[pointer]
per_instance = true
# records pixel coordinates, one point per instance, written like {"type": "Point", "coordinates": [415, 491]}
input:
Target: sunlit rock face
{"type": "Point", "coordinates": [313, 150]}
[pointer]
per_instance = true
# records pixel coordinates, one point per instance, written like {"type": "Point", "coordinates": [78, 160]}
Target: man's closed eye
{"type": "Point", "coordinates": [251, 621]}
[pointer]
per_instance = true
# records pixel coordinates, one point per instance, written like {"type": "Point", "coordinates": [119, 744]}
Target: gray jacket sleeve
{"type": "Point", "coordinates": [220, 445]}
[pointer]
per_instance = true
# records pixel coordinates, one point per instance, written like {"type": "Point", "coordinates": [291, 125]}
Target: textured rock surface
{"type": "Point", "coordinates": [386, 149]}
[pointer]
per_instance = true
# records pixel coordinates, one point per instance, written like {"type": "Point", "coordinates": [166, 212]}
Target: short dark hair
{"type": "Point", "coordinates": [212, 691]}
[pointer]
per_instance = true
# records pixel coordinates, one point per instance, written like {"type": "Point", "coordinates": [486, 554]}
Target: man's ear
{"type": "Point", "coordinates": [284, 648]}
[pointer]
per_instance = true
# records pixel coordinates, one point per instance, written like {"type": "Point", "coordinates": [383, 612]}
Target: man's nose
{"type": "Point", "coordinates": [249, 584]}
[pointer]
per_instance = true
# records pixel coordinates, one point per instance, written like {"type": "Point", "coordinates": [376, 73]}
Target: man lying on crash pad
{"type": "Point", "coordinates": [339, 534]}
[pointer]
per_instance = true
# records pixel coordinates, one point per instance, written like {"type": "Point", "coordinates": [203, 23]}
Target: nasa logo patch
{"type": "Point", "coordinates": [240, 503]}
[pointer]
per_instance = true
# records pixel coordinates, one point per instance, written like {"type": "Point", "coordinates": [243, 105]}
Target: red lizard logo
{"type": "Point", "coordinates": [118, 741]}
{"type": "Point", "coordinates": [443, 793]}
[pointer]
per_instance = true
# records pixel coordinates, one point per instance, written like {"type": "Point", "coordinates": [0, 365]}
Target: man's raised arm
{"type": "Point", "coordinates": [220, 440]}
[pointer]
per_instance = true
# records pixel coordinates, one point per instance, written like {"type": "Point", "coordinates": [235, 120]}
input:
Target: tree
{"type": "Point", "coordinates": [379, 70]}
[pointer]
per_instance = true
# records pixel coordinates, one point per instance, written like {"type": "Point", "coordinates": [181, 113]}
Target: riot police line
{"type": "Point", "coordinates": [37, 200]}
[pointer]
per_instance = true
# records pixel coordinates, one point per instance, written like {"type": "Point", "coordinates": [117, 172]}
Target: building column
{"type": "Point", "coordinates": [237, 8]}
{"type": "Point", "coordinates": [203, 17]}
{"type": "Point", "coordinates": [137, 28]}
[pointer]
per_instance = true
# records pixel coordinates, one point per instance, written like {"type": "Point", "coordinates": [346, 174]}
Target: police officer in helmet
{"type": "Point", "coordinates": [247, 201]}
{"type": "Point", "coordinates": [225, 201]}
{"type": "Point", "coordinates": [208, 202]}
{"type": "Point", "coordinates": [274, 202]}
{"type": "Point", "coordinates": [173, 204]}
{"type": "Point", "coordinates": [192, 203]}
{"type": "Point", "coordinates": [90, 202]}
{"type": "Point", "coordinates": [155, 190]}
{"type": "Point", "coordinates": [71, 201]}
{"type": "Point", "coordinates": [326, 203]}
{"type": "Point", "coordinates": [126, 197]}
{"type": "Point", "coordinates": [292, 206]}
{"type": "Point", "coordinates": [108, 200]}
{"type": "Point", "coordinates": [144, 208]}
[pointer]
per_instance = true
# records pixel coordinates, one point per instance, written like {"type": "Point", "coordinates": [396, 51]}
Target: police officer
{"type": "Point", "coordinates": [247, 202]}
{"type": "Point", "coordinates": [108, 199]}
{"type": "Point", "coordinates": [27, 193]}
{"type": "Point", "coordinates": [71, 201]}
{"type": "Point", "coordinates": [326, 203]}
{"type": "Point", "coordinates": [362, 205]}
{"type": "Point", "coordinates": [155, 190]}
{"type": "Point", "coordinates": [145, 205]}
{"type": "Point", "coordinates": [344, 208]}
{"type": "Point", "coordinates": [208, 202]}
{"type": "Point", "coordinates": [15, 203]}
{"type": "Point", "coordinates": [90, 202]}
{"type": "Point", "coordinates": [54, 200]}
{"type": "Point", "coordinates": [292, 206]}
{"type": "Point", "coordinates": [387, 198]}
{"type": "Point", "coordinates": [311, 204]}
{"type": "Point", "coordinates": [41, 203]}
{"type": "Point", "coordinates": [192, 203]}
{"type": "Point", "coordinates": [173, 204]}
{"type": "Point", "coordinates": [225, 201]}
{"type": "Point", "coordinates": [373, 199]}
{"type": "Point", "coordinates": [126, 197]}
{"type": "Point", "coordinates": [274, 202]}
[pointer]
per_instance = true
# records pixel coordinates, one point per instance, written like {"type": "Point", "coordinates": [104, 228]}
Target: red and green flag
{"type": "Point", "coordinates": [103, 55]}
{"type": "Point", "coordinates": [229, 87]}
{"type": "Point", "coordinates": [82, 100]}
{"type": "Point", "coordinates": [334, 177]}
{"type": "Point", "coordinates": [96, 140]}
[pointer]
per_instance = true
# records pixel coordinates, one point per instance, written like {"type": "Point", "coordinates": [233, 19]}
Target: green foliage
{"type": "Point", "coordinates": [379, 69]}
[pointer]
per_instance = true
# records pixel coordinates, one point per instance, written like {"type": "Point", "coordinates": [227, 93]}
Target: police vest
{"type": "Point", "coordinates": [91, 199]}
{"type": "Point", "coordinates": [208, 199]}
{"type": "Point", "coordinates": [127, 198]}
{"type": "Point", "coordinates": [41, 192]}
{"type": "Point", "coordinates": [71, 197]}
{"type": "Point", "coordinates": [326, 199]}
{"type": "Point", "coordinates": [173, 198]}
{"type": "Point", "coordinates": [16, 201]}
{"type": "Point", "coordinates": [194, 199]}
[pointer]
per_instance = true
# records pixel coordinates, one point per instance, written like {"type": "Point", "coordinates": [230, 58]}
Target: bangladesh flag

TASK TO CARRY OUT
Word for word, write out the data.

THE RESULT
[pointer]
per_instance = true
# records pixel coordinates, one point per instance, written like {"type": "Point", "coordinates": [415, 491]}
input:
Target: sunlit rock face
{"type": "Point", "coordinates": [313, 150]}
[pointer]
per_instance = true
# records pixel coordinates, one point per instance, written like {"type": "Point", "coordinates": [78, 160]}
Target: man's closed eye
{"type": "Point", "coordinates": [251, 621]}
[pointer]
per_instance = true
# records pixel coordinates, one point per instance, written like {"type": "Point", "coordinates": [119, 744]}
Target: gray jacket sleeve
{"type": "Point", "coordinates": [220, 445]}
[pointer]
per_instance = true
# records pixel coordinates, one point per instance, written like {"type": "Point", "coordinates": [291, 125]}
Target: textured rock surface
{"type": "Point", "coordinates": [386, 149]}
[pointer]
per_instance = true
# records pixel coordinates, one point per instance, written like {"type": "Point", "coordinates": [166, 212]}
Target: short dark hair
{"type": "Point", "coordinates": [212, 691]}
[pointer]
per_instance = true
# records pixel coordinates, one point per instance, written like {"type": "Point", "coordinates": [486, 554]}
Target: man's ear
{"type": "Point", "coordinates": [284, 648]}
[pointer]
per_instance = true
# records pixel coordinates, one point per instance, written like {"type": "Point", "coordinates": [383, 612]}
Target: man's nose
{"type": "Point", "coordinates": [249, 584]}
[pointer]
per_instance = true
# records pixel coordinates, one point per instance, written like {"type": "Point", "coordinates": [376, 73]}
Target: man lying on crash pad
{"type": "Point", "coordinates": [339, 534]}
[pointer]
per_instance = true
# records pixel coordinates, one point per instance, written like {"type": "Point", "coordinates": [203, 23]}
Target: nasa logo patch
{"type": "Point", "coordinates": [240, 503]}
[pointer]
per_instance = true
# records pixel coordinates, one point per instance, written like {"type": "Point", "coordinates": [243, 105]}
Target: red lizard logo
{"type": "Point", "coordinates": [118, 741]}
{"type": "Point", "coordinates": [443, 793]}
[pointer]
per_instance = true
# records pixel coordinates, one point per instance, written like {"type": "Point", "coordinates": [0, 365]}
Target: man's raised arm
{"type": "Point", "coordinates": [220, 440]}
[pointer]
per_instance = true
# records pixel coordinates, one point per instance, written like {"type": "Point", "coordinates": [235, 120]}
input:
Target: tree
{"type": "Point", "coordinates": [379, 70]}
[pointer]
per_instance = true
# records pixel coordinates, one point per instance, written like {"type": "Point", "coordinates": [181, 113]}
Target: riot police line
{"type": "Point", "coordinates": [37, 200]}
[pointer]
per_instance = true
# records pixel coordinates, one point per instance, written like {"type": "Point", "coordinates": [117, 172]}
Target: building column
{"type": "Point", "coordinates": [237, 8]}
{"type": "Point", "coordinates": [203, 17]}
{"type": "Point", "coordinates": [137, 28]}
[pointer]
per_instance = true
# records pixel coordinates, one point per instance, written like {"type": "Point", "coordinates": [346, 174]}
Target: police officer in helmet
{"type": "Point", "coordinates": [247, 201]}
{"type": "Point", "coordinates": [225, 201]}
{"type": "Point", "coordinates": [208, 202]}
{"type": "Point", "coordinates": [274, 202]}
{"type": "Point", "coordinates": [173, 204]}
{"type": "Point", "coordinates": [192, 203]}
{"type": "Point", "coordinates": [90, 202]}
{"type": "Point", "coordinates": [155, 190]}
{"type": "Point", "coordinates": [71, 201]}
{"type": "Point", "coordinates": [326, 203]}
{"type": "Point", "coordinates": [126, 197]}
{"type": "Point", "coordinates": [292, 206]}
{"type": "Point", "coordinates": [108, 200]}
{"type": "Point", "coordinates": [144, 208]}
[pointer]
per_instance = true
# records pixel coordinates, one point per instance, written like {"type": "Point", "coordinates": [396, 51]}
Target: police officer
{"type": "Point", "coordinates": [247, 202]}
{"type": "Point", "coordinates": [108, 199]}
{"type": "Point", "coordinates": [27, 193]}
{"type": "Point", "coordinates": [71, 201]}
{"type": "Point", "coordinates": [326, 203]}
{"type": "Point", "coordinates": [362, 205]}
{"type": "Point", "coordinates": [155, 190]}
{"type": "Point", "coordinates": [145, 205]}
{"type": "Point", "coordinates": [344, 208]}
{"type": "Point", "coordinates": [208, 202]}
{"type": "Point", "coordinates": [15, 203]}
{"type": "Point", "coordinates": [90, 202]}
{"type": "Point", "coordinates": [54, 200]}
{"type": "Point", "coordinates": [292, 206]}
{"type": "Point", "coordinates": [387, 198]}
{"type": "Point", "coordinates": [311, 204]}
{"type": "Point", "coordinates": [41, 203]}
{"type": "Point", "coordinates": [192, 203]}
{"type": "Point", "coordinates": [173, 204]}
{"type": "Point", "coordinates": [225, 201]}
{"type": "Point", "coordinates": [373, 199]}
{"type": "Point", "coordinates": [126, 197]}
{"type": "Point", "coordinates": [274, 202]}
[pointer]
per_instance = true
# records pixel coordinates, one point per instance, written like {"type": "Point", "coordinates": [104, 228]}
Target: red and green flag
{"type": "Point", "coordinates": [103, 55]}
{"type": "Point", "coordinates": [229, 87]}
{"type": "Point", "coordinates": [82, 100]}
{"type": "Point", "coordinates": [334, 177]}
{"type": "Point", "coordinates": [96, 140]}
[pointer]
per_instance = true
# records pixel coordinates, one point per instance, written like {"type": "Point", "coordinates": [233, 19]}
Target: green foliage
{"type": "Point", "coordinates": [379, 69]}
[pointer]
per_instance = true
# records pixel coordinates, one point per instance, written like {"type": "Point", "coordinates": [227, 93]}
Target: police vest
{"type": "Point", "coordinates": [91, 199]}
{"type": "Point", "coordinates": [208, 199]}
{"type": "Point", "coordinates": [127, 198]}
{"type": "Point", "coordinates": [41, 192]}
{"type": "Point", "coordinates": [71, 197]}
{"type": "Point", "coordinates": [326, 199]}
{"type": "Point", "coordinates": [173, 198]}
{"type": "Point", "coordinates": [16, 201]}
{"type": "Point", "coordinates": [194, 199]}
[pointer]
per_instance = true
# records pixel coordinates, one point per instance, written like {"type": "Point", "coordinates": [230, 58]}
Target: bangladesh flag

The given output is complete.